# Best Low Protein Veggie Flakes or Pellet (need inputs)



## makoy63 (Jun 1, 2008)

i need some help guys.. i need a cichlid food which has low protein content to avoid bloat.. whether in flakes or in pellet form..

pls do also add spirulina flakes with low protein content..

i heard that hbh Veggie Flakes is good.. but i found out that its protein content is 45%
im looking for below 40%..

pls give me your insights on this matter..

tia!!Ãœ


----------



## jh82 (Oct 26, 2007)

Dainichi Veggie Deluxe or Veggie FX.

https://www.dainichi.com/cichlid_food.html


----------



## jordanroda (May 4, 2006)

I use aquatrol spirulina 20 for my trophues with no problems!... :thumb: 
it is 40% tho... :fish:


----------



## yogurtpooh (Jul 28, 2005)

whats the other 60%?


----------



## makoy63 (Jun 1, 2008)

@jh82 - thanks for the helpful link sir!!

@jordanroda - thank you sir.. appreciate it!!


----------



## Heyguy74 (Aug 11, 2005)

"I heard that hbh Veggie Flakes is good.. but i found out that its protein content is 45% 
im looking for below 40%.. "

Where did you here that? Mine says min crude protein 35%. I ask only b/c I want to know If the label is wrong. I have feed this flake food for years with no problems.


----------



## makoy63 (Jun 1, 2008)

Heyguy74 said:


> Mine says min crude protein 35%. I ask only b/c I want to know If the label is wrong. I have feed this flake food for years with no problems.


really?? i did some search and thats what i saw from the net.. i will provide the link sir..

http://all-aquatics.com/store/item/qd5b/Food_Flake_Food/HBH_Veggie_Flake_5_lb_Spirulina.html

whats the label the one you are using??


----------



## Afishionado (Jun 6, 2006)

The label on my HBH Veggie 8 containers says 28%. That's "min. crude" - I don't know what typically the variation might be...


----------



## rtaylor (Aug 31, 2010)

XL PRO is a robust formula intended for a wide variety of carnivorous and omnivorous cichlids.3
Fed a low protein diet, with perhaps 34-35% protein content, this type of fish would likely develop a big head, oversize eye and a smaller, rounder body - certainly nothing reminiscent of a wild represent- active of this specie.
───
ASSIGNED TASK
Repeat the passage of the thread on low-protein cichlid food that starts with "## Afishionado (Jun" and goes on through "variation might be...". The rows have nothing you need.
───
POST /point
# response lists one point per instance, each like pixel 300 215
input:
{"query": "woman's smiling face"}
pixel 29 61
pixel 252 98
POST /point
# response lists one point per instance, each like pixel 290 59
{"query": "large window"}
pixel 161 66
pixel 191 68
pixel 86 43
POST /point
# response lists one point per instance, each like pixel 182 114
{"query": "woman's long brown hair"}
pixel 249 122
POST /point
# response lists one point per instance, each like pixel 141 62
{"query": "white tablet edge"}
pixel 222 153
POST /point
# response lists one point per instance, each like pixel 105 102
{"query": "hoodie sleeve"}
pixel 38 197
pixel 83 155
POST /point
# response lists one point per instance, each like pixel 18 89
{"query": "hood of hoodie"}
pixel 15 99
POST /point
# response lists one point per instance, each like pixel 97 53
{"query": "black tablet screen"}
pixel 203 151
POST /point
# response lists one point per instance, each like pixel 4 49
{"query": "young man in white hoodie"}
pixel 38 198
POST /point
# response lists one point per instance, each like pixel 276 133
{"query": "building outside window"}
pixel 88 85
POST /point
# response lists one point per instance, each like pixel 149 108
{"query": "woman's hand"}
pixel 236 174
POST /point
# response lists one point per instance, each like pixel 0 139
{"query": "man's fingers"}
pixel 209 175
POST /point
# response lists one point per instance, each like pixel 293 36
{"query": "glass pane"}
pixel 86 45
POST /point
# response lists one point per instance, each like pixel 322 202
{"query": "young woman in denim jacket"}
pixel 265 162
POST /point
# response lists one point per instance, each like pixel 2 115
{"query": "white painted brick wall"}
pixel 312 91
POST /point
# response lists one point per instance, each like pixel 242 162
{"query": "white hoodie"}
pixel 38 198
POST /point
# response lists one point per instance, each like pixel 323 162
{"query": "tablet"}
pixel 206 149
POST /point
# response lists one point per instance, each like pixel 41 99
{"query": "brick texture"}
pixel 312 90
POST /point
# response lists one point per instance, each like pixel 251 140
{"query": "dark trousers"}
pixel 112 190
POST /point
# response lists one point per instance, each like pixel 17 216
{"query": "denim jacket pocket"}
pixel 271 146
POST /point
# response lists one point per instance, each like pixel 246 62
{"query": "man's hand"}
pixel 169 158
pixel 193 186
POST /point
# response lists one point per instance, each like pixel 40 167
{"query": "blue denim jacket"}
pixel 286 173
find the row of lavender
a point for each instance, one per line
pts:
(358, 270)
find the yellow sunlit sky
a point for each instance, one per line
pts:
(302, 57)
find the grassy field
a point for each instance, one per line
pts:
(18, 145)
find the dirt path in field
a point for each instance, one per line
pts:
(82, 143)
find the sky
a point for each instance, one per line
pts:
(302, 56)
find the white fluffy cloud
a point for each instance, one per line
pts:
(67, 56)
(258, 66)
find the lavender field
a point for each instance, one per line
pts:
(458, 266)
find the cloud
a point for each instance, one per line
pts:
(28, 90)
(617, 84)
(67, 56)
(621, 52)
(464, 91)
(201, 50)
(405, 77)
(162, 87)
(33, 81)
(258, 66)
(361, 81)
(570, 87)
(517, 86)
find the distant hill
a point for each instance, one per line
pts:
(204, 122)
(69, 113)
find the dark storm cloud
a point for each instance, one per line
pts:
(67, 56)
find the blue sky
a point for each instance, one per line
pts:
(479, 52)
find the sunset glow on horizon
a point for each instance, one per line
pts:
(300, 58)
───
RESPONSE BELOW
## Afishionado (Jun 6, 2006)

The label on my HBH Veggie 8 containers says 28%. That's "min. crude" - I don't know what typically the variation might be...